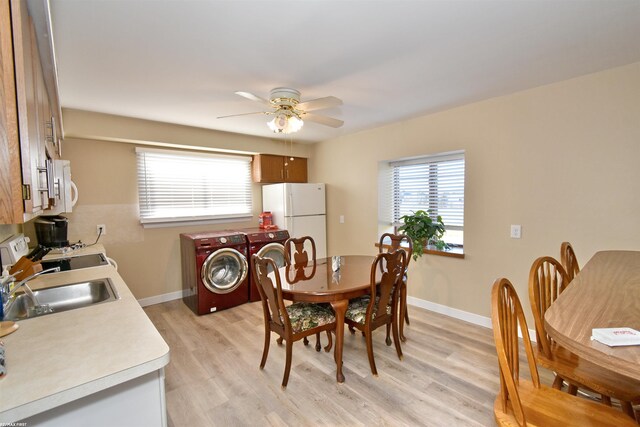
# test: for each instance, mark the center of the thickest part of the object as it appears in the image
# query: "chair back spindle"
(547, 280)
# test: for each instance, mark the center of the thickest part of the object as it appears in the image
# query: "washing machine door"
(224, 270)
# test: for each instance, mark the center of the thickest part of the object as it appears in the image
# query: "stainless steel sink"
(62, 298)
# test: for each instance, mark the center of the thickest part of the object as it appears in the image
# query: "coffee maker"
(51, 231)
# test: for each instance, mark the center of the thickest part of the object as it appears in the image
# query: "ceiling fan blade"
(320, 103)
(253, 97)
(243, 114)
(323, 120)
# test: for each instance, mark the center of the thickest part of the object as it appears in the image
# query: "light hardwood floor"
(449, 375)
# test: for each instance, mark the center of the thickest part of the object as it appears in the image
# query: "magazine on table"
(614, 337)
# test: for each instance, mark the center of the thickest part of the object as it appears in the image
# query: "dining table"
(318, 282)
(604, 294)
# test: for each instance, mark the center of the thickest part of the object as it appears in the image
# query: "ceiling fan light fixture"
(285, 123)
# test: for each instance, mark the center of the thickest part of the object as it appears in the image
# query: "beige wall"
(105, 173)
(561, 160)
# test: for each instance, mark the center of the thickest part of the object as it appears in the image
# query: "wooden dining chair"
(394, 242)
(297, 256)
(569, 260)
(527, 402)
(379, 308)
(547, 279)
(296, 251)
(292, 322)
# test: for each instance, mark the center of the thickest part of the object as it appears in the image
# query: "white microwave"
(65, 192)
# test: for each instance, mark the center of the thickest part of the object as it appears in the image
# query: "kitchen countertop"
(58, 358)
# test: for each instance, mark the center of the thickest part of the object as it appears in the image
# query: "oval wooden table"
(605, 294)
(319, 283)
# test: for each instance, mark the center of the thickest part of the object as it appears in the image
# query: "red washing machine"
(269, 243)
(215, 270)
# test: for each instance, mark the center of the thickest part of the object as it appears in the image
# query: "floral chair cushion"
(357, 309)
(304, 316)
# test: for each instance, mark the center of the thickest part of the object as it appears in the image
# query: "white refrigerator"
(299, 209)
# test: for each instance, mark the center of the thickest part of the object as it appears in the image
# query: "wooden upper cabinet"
(295, 169)
(269, 168)
(25, 162)
(11, 206)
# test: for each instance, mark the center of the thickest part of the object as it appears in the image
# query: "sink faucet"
(8, 290)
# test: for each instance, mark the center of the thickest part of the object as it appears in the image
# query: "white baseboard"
(475, 319)
(451, 312)
(158, 299)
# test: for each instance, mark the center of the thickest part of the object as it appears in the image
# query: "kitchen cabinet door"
(295, 169)
(11, 207)
(270, 169)
(25, 106)
(267, 168)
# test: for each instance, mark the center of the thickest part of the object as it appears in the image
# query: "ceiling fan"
(289, 113)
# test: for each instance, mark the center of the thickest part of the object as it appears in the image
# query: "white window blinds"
(430, 183)
(182, 186)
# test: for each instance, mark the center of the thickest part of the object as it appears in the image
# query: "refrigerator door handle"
(289, 209)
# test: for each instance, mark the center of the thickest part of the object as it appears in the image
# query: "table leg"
(340, 308)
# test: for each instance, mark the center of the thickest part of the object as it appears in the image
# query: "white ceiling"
(388, 60)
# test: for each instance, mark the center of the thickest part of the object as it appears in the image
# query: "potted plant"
(424, 231)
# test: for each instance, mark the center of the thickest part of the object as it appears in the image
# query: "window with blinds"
(176, 186)
(434, 184)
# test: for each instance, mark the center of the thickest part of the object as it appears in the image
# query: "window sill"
(452, 253)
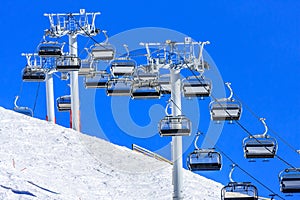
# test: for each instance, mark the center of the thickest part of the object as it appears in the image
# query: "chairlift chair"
(33, 74)
(290, 180)
(255, 147)
(68, 63)
(165, 85)
(145, 90)
(86, 68)
(22, 110)
(175, 126)
(260, 146)
(102, 52)
(196, 87)
(204, 160)
(119, 87)
(63, 103)
(99, 80)
(225, 108)
(239, 191)
(122, 67)
(50, 49)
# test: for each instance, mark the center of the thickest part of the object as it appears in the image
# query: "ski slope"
(40, 160)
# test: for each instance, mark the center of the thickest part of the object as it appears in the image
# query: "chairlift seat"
(98, 81)
(239, 191)
(24, 110)
(64, 103)
(68, 63)
(122, 67)
(33, 74)
(165, 85)
(196, 88)
(145, 91)
(290, 181)
(118, 87)
(50, 50)
(175, 126)
(86, 69)
(221, 111)
(259, 147)
(103, 52)
(204, 160)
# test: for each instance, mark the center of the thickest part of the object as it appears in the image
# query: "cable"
(36, 96)
(275, 133)
(241, 126)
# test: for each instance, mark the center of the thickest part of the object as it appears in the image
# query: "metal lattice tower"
(73, 24)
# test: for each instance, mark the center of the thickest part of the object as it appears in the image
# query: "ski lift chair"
(63, 103)
(238, 190)
(260, 146)
(86, 68)
(122, 67)
(119, 87)
(50, 49)
(145, 90)
(196, 87)
(289, 180)
(22, 110)
(99, 80)
(33, 74)
(175, 126)
(68, 63)
(226, 108)
(165, 86)
(102, 52)
(203, 159)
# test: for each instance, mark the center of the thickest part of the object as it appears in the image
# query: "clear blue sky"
(254, 44)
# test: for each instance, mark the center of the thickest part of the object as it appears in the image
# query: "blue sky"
(254, 44)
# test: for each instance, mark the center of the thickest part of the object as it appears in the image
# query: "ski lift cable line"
(242, 169)
(242, 126)
(36, 96)
(270, 129)
(248, 174)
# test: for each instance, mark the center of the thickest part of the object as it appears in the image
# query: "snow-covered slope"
(39, 160)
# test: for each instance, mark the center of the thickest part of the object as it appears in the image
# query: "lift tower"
(73, 24)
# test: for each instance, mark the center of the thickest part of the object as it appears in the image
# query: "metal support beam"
(73, 50)
(176, 140)
(50, 98)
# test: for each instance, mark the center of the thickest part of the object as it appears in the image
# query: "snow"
(40, 160)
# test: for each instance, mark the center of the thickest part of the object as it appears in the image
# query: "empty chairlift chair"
(122, 67)
(175, 126)
(238, 190)
(99, 80)
(225, 109)
(50, 49)
(203, 159)
(119, 87)
(102, 52)
(22, 110)
(260, 146)
(63, 103)
(289, 180)
(165, 85)
(68, 63)
(145, 90)
(196, 87)
(33, 74)
(87, 68)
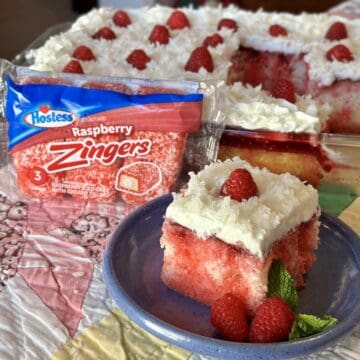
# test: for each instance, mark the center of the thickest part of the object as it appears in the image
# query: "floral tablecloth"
(53, 301)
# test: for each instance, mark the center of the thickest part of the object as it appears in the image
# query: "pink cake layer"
(263, 67)
(207, 269)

==*==

WHAT THIS TASK INVOLVES: Write out each entry exactly as given, omitting any picture.

SOLUTION TO THE PROBLEM:
# test: for each instance, mark the center of the thickest part of the object as it appears in the image
# query: "chair back spindle"
(547, 280)
# test: for each instance, mark the center of the thickest part of the object as it appears in the image
# query: "washing machine door"
(224, 270)
# test: for each instance, mark the center of the thickest part of the object as it appears in the image
# query: "stainless steel sink"
(62, 298)
# test: for each instance, mark the center of the thickest part of the object as it appears in the image
# query: "coffee maker"
(51, 231)
# test: for each instance, mark the center of the thickest part of the object as it appears in the image
# query: "ceiling fan blade"
(320, 103)
(253, 97)
(243, 114)
(323, 120)
# test: for each instance, mark the center of the thickest part of the object as it appears in the image
# query: "light hardwood floor"
(449, 375)
# test: for each instance, mark the center of the thickest part of the object as it appears in the image
# query: "magazine on table"
(614, 337)
# test: for each instance, mark the center of the thickest part of the object as it appears in the image
# query: "dining table"
(318, 282)
(604, 294)
# test: for each instance, mark the center of the thickest part of the object as it appears in the image
# query: "ceiling fan light fixture"
(285, 123)
# test: for each instance, mark the center of the thickest part of the object as it appears in the image
# query: "beige wall"
(105, 173)
(561, 160)
# test: for each instance, mark the center of the thickest part of the object as it appears in the image
# query: "wooden dining chair"
(394, 242)
(297, 256)
(569, 260)
(527, 402)
(379, 308)
(547, 279)
(296, 251)
(292, 322)
# test: for each instance, mark the center of the thickest part of the object as it appears in the image
# query: "white microwave"
(65, 192)
# test: for each instance, mark the center of the thickest part of the object as it appears in the image
# query: "kitchen countertop"
(58, 358)
# test: for each instance, mark the center of the thickest part of the object as it appears in the image
# query: "oval wooden table"
(605, 294)
(319, 283)
# test: for each instance, mark the center of the thickest part of the object as it appears in the image
# query: "red washing machine"
(269, 243)
(215, 270)
# test: for each instance, mark the center of the thickest part of the object as it appears in the image
# query: "floral chair cushion"
(357, 309)
(304, 316)
# test: for each instance, mark the center of the thickest part of the object as it appears in the image
# query: "white refrigerator"
(299, 209)
# test: for each instance, mark the center of the thickest part of the object as it appears in the image
# query: "wooden upper cabinet"
(295, 169)
(269, 168)
(25, 162)
(11, 206)
# test: for each instance, mark the center of the thickest part of the object as it appears in the image
# query: "sink faucet"
(8, 290)
# test: for each instance, mark the center of the thickest part of the object as it appears in the image
# query: "white baseboard"
(475, 319)
(451, 312)
(158, 299)
# test: for each instance, mark the center of the thickest part of the object as it appears in the image
# query: "kitchen cabinet door"
(295, 169)
(11, 207)
(270, 169)
(25, 106)
(267, 168)
# test: for each instance, mark the center of the thickest part of the object as it appears in the image
# query: "ceiling fan"
(289, 113)
# test: for each instance, mark the center of the thickest part of the object as it appears in the image
# query: "white window blinds"
(430, 183)
(182, 186)
# test: for each instance, mark the center of the thickest part of the object as it appears in the image
# query: "refrigerator door handle"
(289, 209)
# test: for each instance, mark the center of the thickest part of the object as it appears in the image
# query: "table leg"
(340, 308)
# test: for each instance, mark the center of the thickest part of the object as it appears in the image
# query: "white ceiling"
(388, 60)
# test: for each instance, mark the center of the thickest part of the object as it appears in the image
# query: "potted plant"
(424, 231)
# test: for each instance, mark the center of the thickest part of the object as it appears in the image
# query: "window with blinds"
(176, 186)
(434, 184)
# test: for each instance, mark the center of the thickest part of the object as it appears in the image
# query: "window sill"
(452, 253)
# test: for each instance, mark the center of the thickest part of the object as it appears in the image
# query: "chairlift chair"
(33, 74)
(290, 180)
(255, 147)
(68, 63)
(165, 85)
(145, 90)
(86, 68)
(22, 110)
(175, 126)
(260, 146)
(102, 52)
(196, 87)
(204, 160)
(119, 87)
(63, 103)
(99, 80)
(225, 108)
(239, 191)
(122, 67)
(50, 49)
# test: for each instance, mark the center of the thickest part of the object as it appears in the image
# query: "ski slope"
(40, 160)
# test: for each instance, mark the center of the thickest part of the object as it appears in the image
# query: "chairlift seat"
(98, 81)
(239, 191)
(24, 110)
(64, 103)
(68, 63)
(122, 67)
(33, 74)
(165, 85)
(196, 88)
(145, 91)
(290, 181)
(118, 87)
(50, 50)
(175, 126)
(86, 69)
(221, 111)
(259, 147)
(103, 52)
(204, 160)
# test: for each instance, mark the center of the thickest part of the object as it appears in the image
# query: "cable"
(36, 96)
(275, 133)
(241, 126)
# test: for each instance, mark the center of the thickest part of the object as it appears in the image
# query: "metal lattice tower"
(73, 24)
# test: for each instance, mark the center of the thickest part of the object as it appears in the image
# query: "ski lift chair"
(63, 103)
(238, 190)
(260, 146)
(86, 68)
(122, 67)
(119, 87)
(50, 49)
(145, 90)
(196, 87)
(289, 180)
(22, 110)
(99, 80)
(33, 74)
(175, 126)
(68, 63)
(226, 108)
(165, 86)
(102, 52)
(203, 159)
# test: for each instance, mark the center of the thickest part of the object as it appears in the image
# query: "clear blue sky"
(254, 44)
# test: for each instance, mark the center of the thickest part of the object as it appears in the image
# query: "blue sky"
(254, 44)
# test: for each instance, mark the center of the thickest part of the object as it appears in the image
# query: "ski lift cable line"
(242, 169)
(242, 126)
(36, 96)
(270, 129)
(248, 174)
# test: for each instance, mark the center of the thickest part of the object as it appears in the image
# query: "snow-covered slope"
(39, 160)
# test: for each instance, mark the center of the thickest part of the object as it appears in the image
# query: "lift tower"
(73, 24)
# test: for each instance, mark the center of the thickest part of the object as it appears in the image
# query: "metal support beam"
(73, 50)
(176, 140)
(50, 98)
# test: for each instance, mark the center of the thickest part of the object as it appears in the image
# query: "snow"
(40, 160)
# test: for each instance, mark the center of the thickest part of the object as it appears in the image
# query: "empty chairlift chair"
(122, 67)
(175, 126)
(238, 190)
(99, 80)
(225, 109)
(50, 49)
(203, 159)
(119, 87)
(102, 52)
(22, 110)
(260, 146)
(63, 103)
(289, 180)
(165, 85)
(68, 63)
(145, 90)
(196, 87)
(33, 74)
(87, 68)
# test: for each instance, mark the center of the thickest part of the object as it appears in the image
# query: "floral tablecloth"
(53, 301)
# test: for each instance, mark the center of the thickest part of the object as it appears in the image
# query: "pink cake layer"
(263, 67)
(207, 269)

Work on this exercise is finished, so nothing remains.